Unfortunately this is not fixed; in case of n < 0 issues still remain. I reopen it. Please use the following query and datasets for testing, where RES3 should include a sample with 2 single base regions and another sample with 1 region of 21 bases. D1 = SELECT(region: chr == chr2) Example_Dataset_1t; D2 = SELECT(region: chr == chr2) Example_Dataset_2t; RES3 = JOIN(DLE(-30); output: INT; joinby: cell_karyotype) D1 D2; MATERIALIZE RES3 INTO join_9; Example_Dataset_2t.zip Example_Dataset_1t.zip
We ( @lucananni93 , @sunbrn , @acanakoglu , @andreagulino ) discussed and we wrote the following definition: The distance between regions r1 r2if defined as: The genomic distance is defined as the number of base pairs (i.e., nucleotides) between the closest opposite ends of two regions belonging to the same chromosome (nota: questa quantità è sempre positiva). If the two regions overlap, then it is returned as the negative number of the above definition.
Then, DLE(n) is evaluated in the same way both for negative and positive values of N.

GIVEN RECORDS:
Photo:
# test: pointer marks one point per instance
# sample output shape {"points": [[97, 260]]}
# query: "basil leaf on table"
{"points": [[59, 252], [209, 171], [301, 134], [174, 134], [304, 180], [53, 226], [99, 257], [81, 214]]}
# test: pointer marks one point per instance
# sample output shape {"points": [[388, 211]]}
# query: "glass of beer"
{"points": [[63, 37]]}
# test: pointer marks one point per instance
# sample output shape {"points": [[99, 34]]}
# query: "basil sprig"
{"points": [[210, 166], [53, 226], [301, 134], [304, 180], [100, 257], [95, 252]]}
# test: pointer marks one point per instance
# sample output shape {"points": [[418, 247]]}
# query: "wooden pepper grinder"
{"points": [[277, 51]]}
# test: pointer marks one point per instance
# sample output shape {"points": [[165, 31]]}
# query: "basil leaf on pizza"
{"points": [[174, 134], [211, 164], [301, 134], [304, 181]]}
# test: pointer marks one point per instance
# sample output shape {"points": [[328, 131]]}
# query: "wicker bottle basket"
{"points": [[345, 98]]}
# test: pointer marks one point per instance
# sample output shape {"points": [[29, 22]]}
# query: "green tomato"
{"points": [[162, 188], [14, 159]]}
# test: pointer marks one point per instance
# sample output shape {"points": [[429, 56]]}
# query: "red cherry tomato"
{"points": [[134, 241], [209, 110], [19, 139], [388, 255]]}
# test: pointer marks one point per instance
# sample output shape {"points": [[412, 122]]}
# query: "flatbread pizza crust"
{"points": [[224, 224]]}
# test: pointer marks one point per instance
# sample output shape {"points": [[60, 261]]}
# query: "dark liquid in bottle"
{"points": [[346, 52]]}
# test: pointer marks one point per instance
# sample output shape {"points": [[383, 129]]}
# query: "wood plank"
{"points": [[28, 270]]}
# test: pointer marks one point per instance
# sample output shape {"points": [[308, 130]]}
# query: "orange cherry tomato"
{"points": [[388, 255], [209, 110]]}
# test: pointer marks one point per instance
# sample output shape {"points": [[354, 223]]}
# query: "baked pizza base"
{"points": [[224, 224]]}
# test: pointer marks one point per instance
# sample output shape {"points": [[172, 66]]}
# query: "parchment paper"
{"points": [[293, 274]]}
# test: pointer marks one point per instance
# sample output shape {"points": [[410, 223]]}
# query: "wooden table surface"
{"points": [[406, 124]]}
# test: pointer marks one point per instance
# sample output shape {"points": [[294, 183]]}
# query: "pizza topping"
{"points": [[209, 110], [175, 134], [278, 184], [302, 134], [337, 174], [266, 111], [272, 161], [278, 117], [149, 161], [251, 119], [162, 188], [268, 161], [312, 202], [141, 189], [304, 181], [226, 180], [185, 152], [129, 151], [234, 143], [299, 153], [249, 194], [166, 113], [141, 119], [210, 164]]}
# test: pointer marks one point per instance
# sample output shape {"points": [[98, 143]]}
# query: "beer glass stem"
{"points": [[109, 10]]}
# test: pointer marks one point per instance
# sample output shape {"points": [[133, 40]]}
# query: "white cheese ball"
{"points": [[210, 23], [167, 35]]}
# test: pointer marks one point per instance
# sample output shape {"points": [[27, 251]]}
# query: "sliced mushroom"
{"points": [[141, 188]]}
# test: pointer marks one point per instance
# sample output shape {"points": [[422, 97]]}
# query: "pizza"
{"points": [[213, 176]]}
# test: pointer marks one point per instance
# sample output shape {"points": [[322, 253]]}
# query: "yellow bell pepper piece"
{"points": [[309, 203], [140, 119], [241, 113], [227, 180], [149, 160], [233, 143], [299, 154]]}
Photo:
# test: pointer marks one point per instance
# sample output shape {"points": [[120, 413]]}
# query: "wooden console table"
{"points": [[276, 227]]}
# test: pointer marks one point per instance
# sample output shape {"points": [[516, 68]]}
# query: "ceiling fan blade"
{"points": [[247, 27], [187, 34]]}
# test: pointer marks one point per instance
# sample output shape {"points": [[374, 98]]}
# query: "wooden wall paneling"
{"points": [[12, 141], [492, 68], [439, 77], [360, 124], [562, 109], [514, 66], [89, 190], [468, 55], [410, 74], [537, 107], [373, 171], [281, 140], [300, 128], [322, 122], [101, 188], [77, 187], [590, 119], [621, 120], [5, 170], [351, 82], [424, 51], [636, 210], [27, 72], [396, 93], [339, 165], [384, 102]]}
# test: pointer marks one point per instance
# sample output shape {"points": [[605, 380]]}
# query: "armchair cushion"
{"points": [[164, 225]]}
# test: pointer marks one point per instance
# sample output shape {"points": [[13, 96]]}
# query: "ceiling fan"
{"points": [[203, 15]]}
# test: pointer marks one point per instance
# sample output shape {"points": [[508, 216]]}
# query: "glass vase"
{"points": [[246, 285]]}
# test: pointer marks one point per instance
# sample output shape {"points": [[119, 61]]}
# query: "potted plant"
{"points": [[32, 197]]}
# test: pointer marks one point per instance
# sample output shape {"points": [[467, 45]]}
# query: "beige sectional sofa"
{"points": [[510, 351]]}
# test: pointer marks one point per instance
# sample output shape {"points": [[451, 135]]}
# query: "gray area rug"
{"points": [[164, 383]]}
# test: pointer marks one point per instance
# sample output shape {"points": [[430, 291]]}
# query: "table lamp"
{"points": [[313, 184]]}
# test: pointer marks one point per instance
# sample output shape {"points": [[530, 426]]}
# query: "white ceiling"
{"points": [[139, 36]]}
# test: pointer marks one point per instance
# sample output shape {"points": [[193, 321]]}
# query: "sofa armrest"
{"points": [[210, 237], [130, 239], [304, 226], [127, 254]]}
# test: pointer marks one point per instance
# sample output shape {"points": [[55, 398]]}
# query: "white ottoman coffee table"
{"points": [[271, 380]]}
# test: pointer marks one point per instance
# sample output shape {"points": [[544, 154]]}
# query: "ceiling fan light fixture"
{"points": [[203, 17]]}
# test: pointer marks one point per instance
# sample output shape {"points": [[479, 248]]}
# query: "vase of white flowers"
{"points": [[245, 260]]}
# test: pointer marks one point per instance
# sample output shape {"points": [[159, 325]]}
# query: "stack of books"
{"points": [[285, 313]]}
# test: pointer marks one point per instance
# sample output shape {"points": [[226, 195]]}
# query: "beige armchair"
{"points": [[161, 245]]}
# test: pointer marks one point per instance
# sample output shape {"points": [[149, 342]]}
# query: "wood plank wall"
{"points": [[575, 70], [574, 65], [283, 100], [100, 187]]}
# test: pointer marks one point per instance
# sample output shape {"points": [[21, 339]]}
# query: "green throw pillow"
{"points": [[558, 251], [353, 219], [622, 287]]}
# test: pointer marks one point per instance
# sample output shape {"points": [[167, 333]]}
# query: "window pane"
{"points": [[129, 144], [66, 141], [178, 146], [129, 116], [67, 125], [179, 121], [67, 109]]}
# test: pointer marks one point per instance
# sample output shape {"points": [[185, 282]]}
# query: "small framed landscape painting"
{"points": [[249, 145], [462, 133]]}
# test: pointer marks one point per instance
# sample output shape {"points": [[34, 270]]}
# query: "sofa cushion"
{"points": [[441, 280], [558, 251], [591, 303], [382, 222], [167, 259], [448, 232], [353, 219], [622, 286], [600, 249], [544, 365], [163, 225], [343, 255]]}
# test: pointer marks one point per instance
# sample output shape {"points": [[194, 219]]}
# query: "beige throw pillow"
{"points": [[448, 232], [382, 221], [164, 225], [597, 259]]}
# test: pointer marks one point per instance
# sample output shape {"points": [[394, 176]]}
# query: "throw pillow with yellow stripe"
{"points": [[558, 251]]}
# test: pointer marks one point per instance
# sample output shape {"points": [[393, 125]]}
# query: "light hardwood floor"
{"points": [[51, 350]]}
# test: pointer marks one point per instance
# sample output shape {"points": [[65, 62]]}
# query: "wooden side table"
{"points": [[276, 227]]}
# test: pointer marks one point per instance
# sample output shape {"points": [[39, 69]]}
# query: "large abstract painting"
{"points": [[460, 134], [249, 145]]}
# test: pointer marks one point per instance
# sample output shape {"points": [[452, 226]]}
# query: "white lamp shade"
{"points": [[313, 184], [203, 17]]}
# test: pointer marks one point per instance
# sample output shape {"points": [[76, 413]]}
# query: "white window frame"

TASK LIST:
• a. In the thread on genomic distance, what should RES3 include when testing the query?
• b. Write the next part of the thread on genomic distance, picking up after its final sentence.

ANSWERS FOR THE EXERCISE:
• a. A sample with 2 single base regions and another sample with 1 region of 21 bases.

• b.
In the example you reported, the result is made by only one region:
chr2 199 240 * GMQL Region 9 . . 22 19.6922 -1 -1 GMQL Region 12 . . 20 -1 -1 -1
for which the input regions are:
chr2 129 350
chr2 199 240
and therefore the distance is -111 = -min(240-129=111, 350-199=151)
If one wants regions with relative distance in the range (-30, 0) should do : DLE(0), DGE(-30)
@pp86 , @lucananni93 , @sunbrn , @acanakoglu , @andreagulino Ok for changing the definition and the consequent evaluation of DLE(n), if this satisfies all requirements. In so doing, the result for the testing example I posted above is the one I mentioned, i.e.: RES3 includes a sample with 2 single base regions and another sample with 1 region of 21 bases?
Regarding way to extract regions with relative distance in the range (-30, 0) that you propose, did you verify that it is actually possible and provides the correct result?
As far as defined in the current documentation, DGE(n) accepts only non negative values of n. Furthermore, although DGE(n) would accept also negative values of n, according to the definition of DGE(n), I think DGE(-30) looks for regions at greater distance than 30 bases, i.e. not with relative distance in the range (-30, 0). What would be the correctly working predicate to extract overlapping regions with a distance in the range (-30, 0)?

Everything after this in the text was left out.